### THE PROBLEM:
Restate, word for word, every line of the data.

[Records contained in a dataset]
+++

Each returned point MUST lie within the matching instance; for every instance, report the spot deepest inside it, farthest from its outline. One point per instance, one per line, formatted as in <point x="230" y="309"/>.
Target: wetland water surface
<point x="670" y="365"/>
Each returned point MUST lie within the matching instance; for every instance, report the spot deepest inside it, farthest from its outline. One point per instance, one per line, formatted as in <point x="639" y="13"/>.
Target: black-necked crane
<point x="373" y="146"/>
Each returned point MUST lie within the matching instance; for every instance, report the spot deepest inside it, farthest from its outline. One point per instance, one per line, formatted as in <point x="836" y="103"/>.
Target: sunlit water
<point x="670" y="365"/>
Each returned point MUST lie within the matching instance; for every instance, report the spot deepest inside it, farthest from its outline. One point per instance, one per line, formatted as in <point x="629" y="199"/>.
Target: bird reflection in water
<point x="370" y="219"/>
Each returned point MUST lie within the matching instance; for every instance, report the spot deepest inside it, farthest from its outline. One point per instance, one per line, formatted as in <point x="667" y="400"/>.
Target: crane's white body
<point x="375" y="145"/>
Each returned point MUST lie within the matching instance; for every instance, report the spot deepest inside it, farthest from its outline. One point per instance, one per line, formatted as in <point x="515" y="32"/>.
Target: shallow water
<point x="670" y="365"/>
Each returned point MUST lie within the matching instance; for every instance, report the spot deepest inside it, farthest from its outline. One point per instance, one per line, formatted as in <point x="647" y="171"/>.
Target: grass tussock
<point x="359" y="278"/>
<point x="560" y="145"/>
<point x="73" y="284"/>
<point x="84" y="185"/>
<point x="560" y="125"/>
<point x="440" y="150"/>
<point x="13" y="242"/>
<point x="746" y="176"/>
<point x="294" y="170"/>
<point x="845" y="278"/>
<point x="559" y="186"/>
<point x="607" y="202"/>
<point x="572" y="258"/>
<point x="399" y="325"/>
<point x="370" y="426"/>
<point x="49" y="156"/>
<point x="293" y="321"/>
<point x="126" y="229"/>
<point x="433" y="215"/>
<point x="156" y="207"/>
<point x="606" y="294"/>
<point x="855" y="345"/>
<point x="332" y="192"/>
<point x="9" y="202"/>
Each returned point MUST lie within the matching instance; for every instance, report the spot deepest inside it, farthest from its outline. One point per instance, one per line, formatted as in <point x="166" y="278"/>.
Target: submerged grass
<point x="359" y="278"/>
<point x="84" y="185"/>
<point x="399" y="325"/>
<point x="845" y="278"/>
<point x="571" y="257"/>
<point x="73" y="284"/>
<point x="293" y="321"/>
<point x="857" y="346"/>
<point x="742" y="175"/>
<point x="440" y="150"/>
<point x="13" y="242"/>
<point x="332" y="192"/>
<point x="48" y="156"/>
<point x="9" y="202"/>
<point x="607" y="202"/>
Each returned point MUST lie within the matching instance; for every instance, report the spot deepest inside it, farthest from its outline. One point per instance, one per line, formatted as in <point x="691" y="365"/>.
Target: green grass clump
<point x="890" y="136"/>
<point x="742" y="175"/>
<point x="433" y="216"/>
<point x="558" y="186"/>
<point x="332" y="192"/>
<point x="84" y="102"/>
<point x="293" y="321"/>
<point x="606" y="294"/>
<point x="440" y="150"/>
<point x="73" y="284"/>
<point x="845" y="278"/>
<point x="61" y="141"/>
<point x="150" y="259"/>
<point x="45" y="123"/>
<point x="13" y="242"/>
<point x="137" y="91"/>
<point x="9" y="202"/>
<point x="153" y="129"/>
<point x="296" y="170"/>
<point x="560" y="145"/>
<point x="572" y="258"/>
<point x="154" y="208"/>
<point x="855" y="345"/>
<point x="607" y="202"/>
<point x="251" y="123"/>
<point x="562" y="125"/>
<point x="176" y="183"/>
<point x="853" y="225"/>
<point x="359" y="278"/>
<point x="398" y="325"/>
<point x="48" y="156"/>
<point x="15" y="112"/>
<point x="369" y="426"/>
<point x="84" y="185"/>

+++

### FULL ANSWER:
Each returned point MUST lie within the matching instance; for every instance, report the spot deepest inside it, farthest from its outline. One point per instance, one per line, formatted as in <point x="230" y="309"/>.
Target: wetland water surface
<point x="670" y="365"/>
Each returned point MUST lie within the matching instance; for every instance, report the spot deepest inside it, farthest from its outline. One point per instance, one per line, formatted as in <point x="639" y="13"/>.
Target: black-necked crane
<point x="373" y="146"/>
Each returned point MUST lie within the matching instance; for every instance, report the spot deepest inside it, farthest from its outline. One point per instance, one per line, formatted as in <point x="836" y="103"/>.
Target: sunlit water
<point x="670" y="365"/>
Each returned point MUST lie within the matching instance; for every instance, report the spot deepest inside it, farthest from its outline. One point per instance, one per line, formatted as in <point x="629" y="199"/>.
Target: bird reflection in water
<point x="370" y="219"/>
Each returned point MUST lie within the matching instance; for every instance, report the spot deepest inside it, farthest from its outline. One point per instance, one per line, formatted as in <point x="667" y="400"/>.
Target: crane's white body
<point x="375" y="145"/>
Each returned point MUST lie within the matching instance; for every instance, report the spot deepest inside it, farthest from its outline. One point per instance, one per line, formatted as in <point x="515" y="32"/>.
Target: shallow water
<point x="670" y="365"/>
Each returned point MUST lie within the matching instance; for every instance, report the spot deepest inside it, farthest from its outline. One point per instance, one per line, formatted as in <point x="647" y="171"/>.
Target: grass tussock
<point x="359" y="278"/>
<point x="560" y="145"/>
<point x="73" y="284"/>
<point x="84" y="185"/>
<point x="560" y="125"/>
<point x="440" y="150"/>
<point x="13" y="242"/>
<point x="746" y="176"/>
<point x="294" y="170"/>
<point x="845" y="278"/>
<point x="559" y="186"/>
<point x="607" y="202"/>
<point x="572" y="258"/>
<point x="399" y="325"/>
<point x="370" y="426"/>
<point x="49" y="156"/>
<point x="293" y="321"/>
<point x="126" y="229"/>
<point x="433" y="215"/>
<point x="156" y="207"/>
<point x="606" y="294"/>
<point x="855" y="345"/>
<point x="332" y="192"/>
<point x="9" y="202"/>
Each returned point MUST lie within the matching instance; for every instance, report the spot deepest inside it, farthest from its outline. One point per instance, one per line, formatted as in <point x="166" y="278"/>.
Target: submerged grass
<point x="359" y="278"/>
<point x="84" y="185"/>
<point x="399" y="325"/>
<point x="845" y="278"/>
<point x="571" y="257"/>
<point x="73" y="284"/>
<point x="293" y="321"/>
<point x="857" y="346"/>
<point x="742" y="175"/>
<point x="440" y="150"/>
<point x="13" y="242"/>
<point x="332" y="192"/>
<point x="48" y="156"/>
<point x="9" y="202"/>
<point x="607" y="202"/>
Each returned point MUST lie within the matching instance; for every instance, report the spot deepest inside it, farthest from its outline. One point per instance, one per line, formatted as in <point x="691" y="365"/>.
Target: green grass clump
<point x="890" y="136"/>
<point x="742" y="175"/>
<point x="433" y="216"/>
<point x="558" y="186"/>
<point x="332" y="192"/>
<point x="84" y="102"/>
<point x="293" y="321"/>
<point x="606" y="294"/>
<point x="440" y="150"/>
<point x="73" y="284"/>
<point x="845" y="278"/>
<point x="61" y="141"/>
<point x="150" y="259"/>
<point x="45" y="123"/>
<point x="13" y="242"/>
<point x="137" y="91"/>
<point x="9" y="202"/>
<point x="153" y="129"/>
<point x="296" y="170"/>
<point x="560" y="145"/>
<point x="572" y="258"/>
<point x="154" y="208"/>
<point x="855" y="345"/>
<point x="607" y="202"/>
<point x="251" y="123"/>
<point x="562" y="125"/>
<point x="176" y="183"/>
<point x="853" y="225"/>
<point x="359" y="278"/>
<point x="398" y="325"/>
<point x="48" y="156"/>
<point x="15" y="112"/>
<point x="369" y="426"/>
<point x="84" y="185"/>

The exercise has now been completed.